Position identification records
-- BEGIN --

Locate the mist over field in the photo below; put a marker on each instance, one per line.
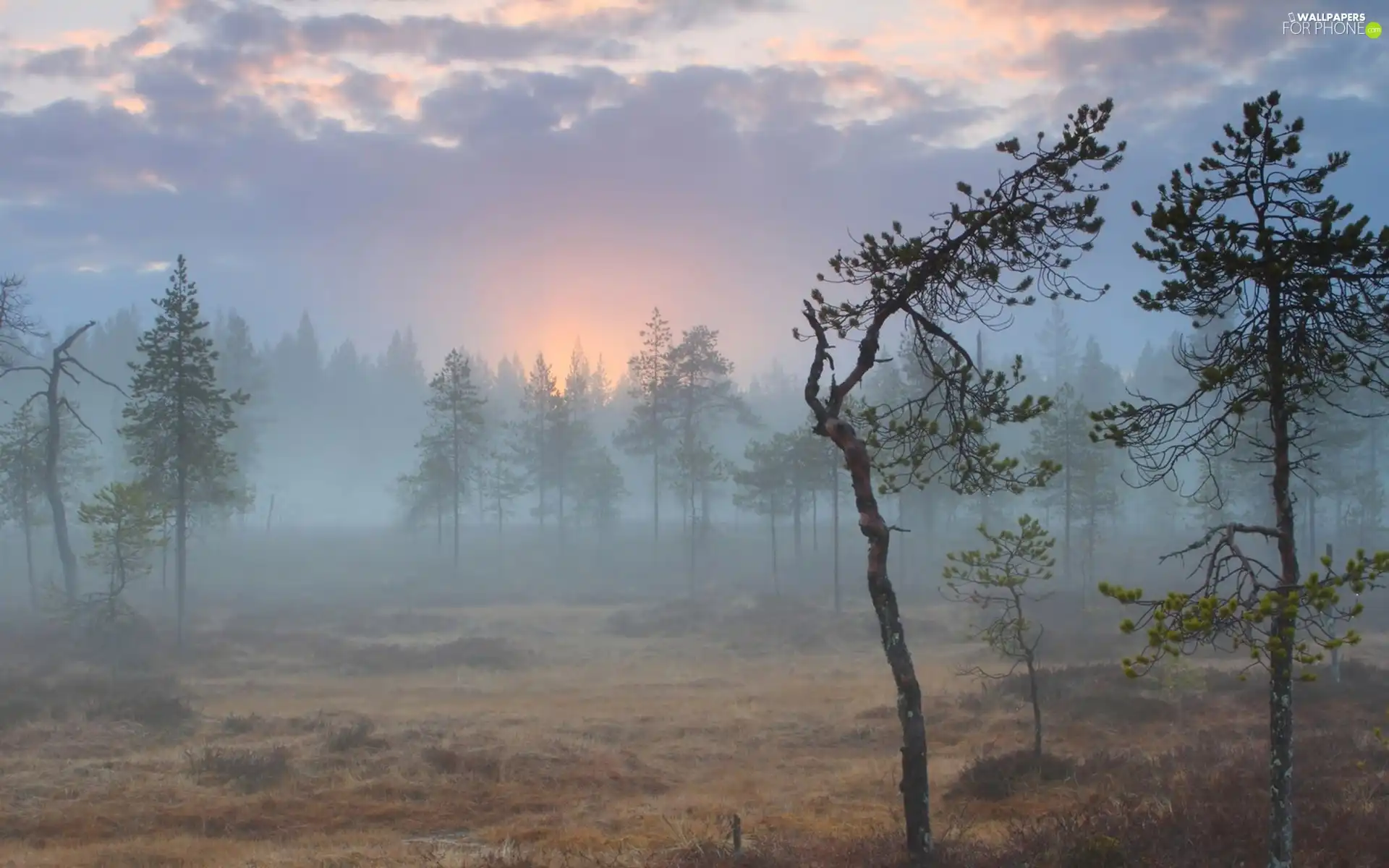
(677, 435)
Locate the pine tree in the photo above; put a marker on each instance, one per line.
(977, 263)
(1059, 347)
(1288, 296)
(124, 521)
(998, 579)
(763, 486)
(21, 464)
(1063, 436)
(702, 392)
(454, 430)
(534, 442)
(241, 368)
(649, 428)
(501, 482)
(178, 417)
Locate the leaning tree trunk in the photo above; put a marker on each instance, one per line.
(1283, 629)
(833, 501)
(181, 556)
(916, 789)
(27, 521)
(53, 490)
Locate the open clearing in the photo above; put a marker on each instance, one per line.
(595, 735)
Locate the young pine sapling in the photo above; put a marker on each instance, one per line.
(125, 522)
(999, 582)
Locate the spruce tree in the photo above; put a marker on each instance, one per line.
(454, 425)
(178, 417)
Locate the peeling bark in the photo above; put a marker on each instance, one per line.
(916, 793)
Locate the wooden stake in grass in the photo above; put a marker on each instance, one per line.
(1032, 226)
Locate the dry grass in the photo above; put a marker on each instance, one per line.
(545, 736)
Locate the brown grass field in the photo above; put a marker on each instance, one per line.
(605, 736)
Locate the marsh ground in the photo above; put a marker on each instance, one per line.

-- END --

Task directions:
Rewrite the material from the line containing "Locate the young" through the end of the material, inclusive, keeping the requests, and offset every coordinate value in the answers by -90.

Task result:
Locate the young pine sapling in the photo above; put a marker on each instance, one per line.
(35, 432)
(909, 492)
Locate the spruce tree in the photo above; put a marker on each instance, one per line.
(364, 335)
(88, 327)
Locate the peeling bark in the photo above; put a marker on each instance, one per line.
(826, 703)
Locate the wooden stake in grass in the photo above; put a marker on each instance, one per line.
(942, 136)
Locate the dry grass in the photo above; put a marker on each instance, one per line.
(455, 646)
Locate the brown grass field in the photo above; put a marker on each instance, one per line.
(515, 646)
Locate the marsh ground in the photo above; put a marker on each instance, one per line.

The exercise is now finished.